* WHAT TO PRODUCE
Rewrite every line from the start of the records through the line containing "<point>454,393</point>", inclusive, requests included. Scale the coordinates in the answer points by 0.55 and round them to whole numbers with halves going up, but leave the requests and their sample points unchanged.

Location labeling records:
—————
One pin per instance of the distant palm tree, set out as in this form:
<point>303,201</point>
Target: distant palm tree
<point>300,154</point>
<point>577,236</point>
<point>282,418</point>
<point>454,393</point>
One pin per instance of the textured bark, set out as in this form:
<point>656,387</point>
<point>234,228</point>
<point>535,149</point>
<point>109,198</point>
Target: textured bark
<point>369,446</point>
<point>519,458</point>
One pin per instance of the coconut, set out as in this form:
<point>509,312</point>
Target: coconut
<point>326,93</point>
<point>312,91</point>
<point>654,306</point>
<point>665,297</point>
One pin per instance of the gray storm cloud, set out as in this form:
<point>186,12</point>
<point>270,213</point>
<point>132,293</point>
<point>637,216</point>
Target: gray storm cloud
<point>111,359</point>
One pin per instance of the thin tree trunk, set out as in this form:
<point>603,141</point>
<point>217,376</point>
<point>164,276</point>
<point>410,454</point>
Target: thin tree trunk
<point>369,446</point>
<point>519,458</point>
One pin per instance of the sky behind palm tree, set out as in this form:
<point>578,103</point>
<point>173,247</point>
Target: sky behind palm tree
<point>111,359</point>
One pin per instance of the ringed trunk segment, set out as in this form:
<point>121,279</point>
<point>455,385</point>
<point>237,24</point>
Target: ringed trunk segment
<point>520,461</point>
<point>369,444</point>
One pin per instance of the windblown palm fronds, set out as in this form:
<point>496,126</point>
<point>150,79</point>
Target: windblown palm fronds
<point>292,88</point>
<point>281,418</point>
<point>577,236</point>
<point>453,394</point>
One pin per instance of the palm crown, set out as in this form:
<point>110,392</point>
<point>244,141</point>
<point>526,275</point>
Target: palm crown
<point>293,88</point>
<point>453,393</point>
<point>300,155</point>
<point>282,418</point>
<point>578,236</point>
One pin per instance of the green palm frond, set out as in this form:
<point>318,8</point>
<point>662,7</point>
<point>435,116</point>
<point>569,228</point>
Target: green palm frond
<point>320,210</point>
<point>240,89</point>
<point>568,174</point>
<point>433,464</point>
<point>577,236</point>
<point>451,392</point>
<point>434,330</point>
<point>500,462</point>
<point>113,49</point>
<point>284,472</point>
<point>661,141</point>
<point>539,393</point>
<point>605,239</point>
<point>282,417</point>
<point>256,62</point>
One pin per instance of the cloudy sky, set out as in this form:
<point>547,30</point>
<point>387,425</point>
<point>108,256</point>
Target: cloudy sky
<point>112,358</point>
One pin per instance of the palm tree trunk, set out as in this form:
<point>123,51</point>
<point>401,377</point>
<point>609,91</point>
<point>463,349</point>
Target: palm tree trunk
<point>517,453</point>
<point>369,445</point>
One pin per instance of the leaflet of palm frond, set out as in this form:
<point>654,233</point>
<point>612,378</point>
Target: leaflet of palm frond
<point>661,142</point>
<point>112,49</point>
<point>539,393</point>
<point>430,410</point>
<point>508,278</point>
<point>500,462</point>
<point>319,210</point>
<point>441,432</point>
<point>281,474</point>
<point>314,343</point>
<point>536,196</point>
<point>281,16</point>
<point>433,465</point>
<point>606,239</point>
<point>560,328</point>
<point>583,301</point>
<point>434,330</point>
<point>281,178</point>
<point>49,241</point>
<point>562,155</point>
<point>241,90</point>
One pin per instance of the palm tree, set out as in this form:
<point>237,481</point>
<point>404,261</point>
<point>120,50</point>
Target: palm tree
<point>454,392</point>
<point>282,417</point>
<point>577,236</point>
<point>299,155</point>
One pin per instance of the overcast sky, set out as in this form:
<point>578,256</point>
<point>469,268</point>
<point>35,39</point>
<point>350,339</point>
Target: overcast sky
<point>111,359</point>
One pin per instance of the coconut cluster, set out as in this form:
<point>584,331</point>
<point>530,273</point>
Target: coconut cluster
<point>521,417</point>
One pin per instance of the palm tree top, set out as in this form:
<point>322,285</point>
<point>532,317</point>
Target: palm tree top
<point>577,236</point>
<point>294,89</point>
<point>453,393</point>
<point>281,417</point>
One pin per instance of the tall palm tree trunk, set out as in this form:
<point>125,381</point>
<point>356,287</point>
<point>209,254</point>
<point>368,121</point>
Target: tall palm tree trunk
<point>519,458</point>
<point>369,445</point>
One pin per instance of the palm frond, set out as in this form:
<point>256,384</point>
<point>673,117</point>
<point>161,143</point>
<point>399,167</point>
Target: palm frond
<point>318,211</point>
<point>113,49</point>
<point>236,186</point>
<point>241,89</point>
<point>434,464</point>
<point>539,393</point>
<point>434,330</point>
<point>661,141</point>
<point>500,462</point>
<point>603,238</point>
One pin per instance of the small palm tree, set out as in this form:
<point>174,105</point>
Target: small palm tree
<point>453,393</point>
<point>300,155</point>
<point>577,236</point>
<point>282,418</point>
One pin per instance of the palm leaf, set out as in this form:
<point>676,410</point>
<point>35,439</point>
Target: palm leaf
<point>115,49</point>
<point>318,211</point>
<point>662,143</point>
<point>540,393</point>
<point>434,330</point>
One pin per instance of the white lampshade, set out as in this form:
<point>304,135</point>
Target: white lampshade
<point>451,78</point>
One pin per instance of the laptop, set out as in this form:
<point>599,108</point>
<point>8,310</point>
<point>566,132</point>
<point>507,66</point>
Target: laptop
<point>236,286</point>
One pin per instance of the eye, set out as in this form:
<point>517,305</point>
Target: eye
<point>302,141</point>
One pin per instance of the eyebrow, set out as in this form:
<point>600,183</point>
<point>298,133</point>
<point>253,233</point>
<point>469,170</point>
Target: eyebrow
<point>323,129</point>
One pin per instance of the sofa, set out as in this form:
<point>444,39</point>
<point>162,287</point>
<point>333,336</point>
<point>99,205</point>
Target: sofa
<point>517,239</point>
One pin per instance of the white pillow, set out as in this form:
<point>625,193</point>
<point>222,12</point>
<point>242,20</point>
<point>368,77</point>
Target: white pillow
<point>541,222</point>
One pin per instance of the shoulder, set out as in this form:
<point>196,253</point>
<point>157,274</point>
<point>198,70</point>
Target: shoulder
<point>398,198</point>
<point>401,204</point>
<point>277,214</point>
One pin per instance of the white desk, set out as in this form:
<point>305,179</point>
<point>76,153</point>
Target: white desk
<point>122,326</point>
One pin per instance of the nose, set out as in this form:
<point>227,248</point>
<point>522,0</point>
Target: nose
—————
* SOLVED PROBLEM
One pin per instance of the distant palm tree, set out as in this form:
<point>303,201</point>
Target: distant palm tree
<point>165,85</point>
<point>317,130</point>
<point>155,230</point>
<point>250,216</point>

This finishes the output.